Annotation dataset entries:
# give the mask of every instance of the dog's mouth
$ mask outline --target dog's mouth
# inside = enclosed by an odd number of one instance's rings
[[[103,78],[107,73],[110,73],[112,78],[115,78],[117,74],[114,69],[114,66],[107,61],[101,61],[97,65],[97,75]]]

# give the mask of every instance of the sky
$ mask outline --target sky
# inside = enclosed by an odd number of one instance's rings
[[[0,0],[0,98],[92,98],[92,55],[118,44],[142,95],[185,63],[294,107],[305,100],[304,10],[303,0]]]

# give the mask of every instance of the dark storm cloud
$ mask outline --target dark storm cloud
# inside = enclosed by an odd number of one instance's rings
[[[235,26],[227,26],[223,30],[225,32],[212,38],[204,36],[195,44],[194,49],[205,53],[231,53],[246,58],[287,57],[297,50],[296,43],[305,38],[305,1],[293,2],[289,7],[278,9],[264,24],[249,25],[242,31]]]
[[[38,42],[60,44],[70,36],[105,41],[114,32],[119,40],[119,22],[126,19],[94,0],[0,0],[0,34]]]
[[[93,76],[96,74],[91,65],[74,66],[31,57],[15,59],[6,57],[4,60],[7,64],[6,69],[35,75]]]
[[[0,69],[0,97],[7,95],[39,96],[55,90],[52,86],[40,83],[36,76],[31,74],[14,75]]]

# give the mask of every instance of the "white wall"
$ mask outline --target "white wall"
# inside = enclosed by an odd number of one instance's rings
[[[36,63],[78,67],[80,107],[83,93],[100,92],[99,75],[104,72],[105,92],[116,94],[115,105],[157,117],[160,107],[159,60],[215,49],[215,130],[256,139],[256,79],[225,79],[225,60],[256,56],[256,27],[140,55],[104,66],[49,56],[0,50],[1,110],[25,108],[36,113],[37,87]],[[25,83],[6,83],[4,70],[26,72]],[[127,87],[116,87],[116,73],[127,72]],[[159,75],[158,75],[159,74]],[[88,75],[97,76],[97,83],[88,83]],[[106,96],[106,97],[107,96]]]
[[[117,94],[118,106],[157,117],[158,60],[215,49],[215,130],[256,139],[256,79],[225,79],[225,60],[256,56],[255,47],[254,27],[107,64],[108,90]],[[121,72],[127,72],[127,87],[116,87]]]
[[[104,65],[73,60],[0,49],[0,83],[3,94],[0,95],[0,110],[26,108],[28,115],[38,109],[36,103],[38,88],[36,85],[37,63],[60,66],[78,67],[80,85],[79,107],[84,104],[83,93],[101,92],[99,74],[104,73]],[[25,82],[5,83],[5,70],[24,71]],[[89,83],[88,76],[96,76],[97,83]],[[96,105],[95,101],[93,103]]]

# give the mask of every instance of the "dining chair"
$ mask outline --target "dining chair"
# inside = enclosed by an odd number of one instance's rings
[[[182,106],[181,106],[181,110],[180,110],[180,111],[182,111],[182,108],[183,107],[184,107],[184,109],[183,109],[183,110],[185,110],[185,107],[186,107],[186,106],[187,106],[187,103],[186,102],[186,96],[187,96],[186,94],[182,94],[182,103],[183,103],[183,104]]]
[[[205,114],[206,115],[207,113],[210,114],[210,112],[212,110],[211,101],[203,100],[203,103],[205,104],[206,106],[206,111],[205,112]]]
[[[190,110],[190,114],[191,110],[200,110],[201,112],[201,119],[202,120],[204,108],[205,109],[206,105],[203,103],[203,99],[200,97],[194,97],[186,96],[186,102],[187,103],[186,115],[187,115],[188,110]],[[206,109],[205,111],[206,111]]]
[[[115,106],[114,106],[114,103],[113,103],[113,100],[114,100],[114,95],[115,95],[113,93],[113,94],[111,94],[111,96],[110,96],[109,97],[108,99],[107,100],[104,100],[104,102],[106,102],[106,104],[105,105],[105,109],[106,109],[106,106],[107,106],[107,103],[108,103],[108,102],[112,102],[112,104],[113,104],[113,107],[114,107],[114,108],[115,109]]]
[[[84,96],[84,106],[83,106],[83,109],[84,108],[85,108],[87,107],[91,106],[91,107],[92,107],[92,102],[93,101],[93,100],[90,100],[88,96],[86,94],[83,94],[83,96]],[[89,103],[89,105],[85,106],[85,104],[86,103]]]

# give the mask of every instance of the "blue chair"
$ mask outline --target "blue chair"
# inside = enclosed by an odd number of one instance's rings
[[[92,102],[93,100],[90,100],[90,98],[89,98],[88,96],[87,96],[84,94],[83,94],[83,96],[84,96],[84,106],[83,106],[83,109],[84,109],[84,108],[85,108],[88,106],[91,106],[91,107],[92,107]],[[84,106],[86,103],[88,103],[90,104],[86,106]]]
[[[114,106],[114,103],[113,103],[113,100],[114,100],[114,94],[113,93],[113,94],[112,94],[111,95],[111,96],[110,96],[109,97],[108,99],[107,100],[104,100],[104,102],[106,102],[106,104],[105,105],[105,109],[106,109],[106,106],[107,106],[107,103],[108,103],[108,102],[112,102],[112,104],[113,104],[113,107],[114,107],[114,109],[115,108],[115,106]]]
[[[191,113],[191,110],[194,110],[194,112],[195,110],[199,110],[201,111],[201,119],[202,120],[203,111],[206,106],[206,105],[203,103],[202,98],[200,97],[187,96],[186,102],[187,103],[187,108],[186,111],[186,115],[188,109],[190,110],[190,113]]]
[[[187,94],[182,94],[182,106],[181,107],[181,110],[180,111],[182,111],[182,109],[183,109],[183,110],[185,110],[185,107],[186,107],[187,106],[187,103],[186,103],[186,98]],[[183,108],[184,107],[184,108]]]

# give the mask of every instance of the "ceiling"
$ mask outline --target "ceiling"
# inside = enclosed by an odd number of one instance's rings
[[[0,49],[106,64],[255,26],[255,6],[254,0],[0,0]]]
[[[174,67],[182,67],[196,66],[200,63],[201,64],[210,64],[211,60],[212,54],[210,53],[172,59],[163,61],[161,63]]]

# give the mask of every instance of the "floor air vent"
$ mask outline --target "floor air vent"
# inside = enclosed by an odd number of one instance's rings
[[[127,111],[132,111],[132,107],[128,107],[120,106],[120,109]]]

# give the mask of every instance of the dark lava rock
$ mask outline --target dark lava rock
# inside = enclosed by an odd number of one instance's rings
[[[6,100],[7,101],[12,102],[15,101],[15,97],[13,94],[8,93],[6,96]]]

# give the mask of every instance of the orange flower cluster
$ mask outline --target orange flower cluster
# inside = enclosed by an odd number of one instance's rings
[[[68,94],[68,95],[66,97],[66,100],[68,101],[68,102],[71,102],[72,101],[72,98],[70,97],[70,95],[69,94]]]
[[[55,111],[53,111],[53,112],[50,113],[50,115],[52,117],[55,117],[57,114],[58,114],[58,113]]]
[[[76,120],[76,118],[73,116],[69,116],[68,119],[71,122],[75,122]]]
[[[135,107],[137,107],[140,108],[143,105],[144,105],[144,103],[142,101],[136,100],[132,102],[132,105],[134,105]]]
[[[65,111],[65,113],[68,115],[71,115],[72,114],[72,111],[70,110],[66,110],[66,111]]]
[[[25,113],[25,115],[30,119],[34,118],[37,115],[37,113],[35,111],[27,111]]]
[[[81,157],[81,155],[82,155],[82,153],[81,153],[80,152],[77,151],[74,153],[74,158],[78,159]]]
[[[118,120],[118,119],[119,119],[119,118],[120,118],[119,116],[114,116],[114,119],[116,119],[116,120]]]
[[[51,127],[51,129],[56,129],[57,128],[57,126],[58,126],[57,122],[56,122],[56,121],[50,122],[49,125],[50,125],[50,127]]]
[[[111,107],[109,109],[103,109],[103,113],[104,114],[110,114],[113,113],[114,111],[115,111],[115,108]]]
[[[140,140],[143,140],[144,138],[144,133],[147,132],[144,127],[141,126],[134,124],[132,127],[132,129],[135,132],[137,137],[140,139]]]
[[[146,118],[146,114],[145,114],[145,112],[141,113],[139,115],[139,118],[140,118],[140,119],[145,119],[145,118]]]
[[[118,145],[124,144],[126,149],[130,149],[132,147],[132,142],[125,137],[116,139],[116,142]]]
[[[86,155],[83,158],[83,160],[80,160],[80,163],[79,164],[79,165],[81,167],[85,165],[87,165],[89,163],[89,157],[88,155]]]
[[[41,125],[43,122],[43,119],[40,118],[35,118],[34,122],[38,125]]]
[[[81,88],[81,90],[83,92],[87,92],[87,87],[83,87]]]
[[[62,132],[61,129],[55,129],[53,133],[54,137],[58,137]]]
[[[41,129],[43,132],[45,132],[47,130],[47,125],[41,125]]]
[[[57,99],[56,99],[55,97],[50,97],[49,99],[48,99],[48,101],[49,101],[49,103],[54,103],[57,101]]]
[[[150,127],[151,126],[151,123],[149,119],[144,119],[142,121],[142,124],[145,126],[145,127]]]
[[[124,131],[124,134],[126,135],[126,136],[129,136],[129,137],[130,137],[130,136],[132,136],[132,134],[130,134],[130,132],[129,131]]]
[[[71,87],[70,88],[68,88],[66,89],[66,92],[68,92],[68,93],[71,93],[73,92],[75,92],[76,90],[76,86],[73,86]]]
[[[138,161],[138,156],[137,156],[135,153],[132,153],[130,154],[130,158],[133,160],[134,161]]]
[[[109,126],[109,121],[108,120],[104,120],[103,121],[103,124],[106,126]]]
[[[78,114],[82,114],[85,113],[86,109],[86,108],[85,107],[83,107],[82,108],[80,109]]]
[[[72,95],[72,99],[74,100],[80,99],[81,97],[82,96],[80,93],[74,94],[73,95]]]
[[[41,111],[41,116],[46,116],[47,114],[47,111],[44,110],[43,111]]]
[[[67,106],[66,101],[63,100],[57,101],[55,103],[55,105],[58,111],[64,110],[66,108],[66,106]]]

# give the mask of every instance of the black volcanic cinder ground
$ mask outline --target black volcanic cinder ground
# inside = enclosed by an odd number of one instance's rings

Given problem:
Reproduce the data verbatim, starting at the line that contains "# give the mask of every instance of the black" and continuing through the end of the data.

Solution for this task:
# give the mask of every instance of the black volcanic cinder ground
$ mask outline --target black volcanic cinder ground
# inside = enclosed by an odd number of one instance's rings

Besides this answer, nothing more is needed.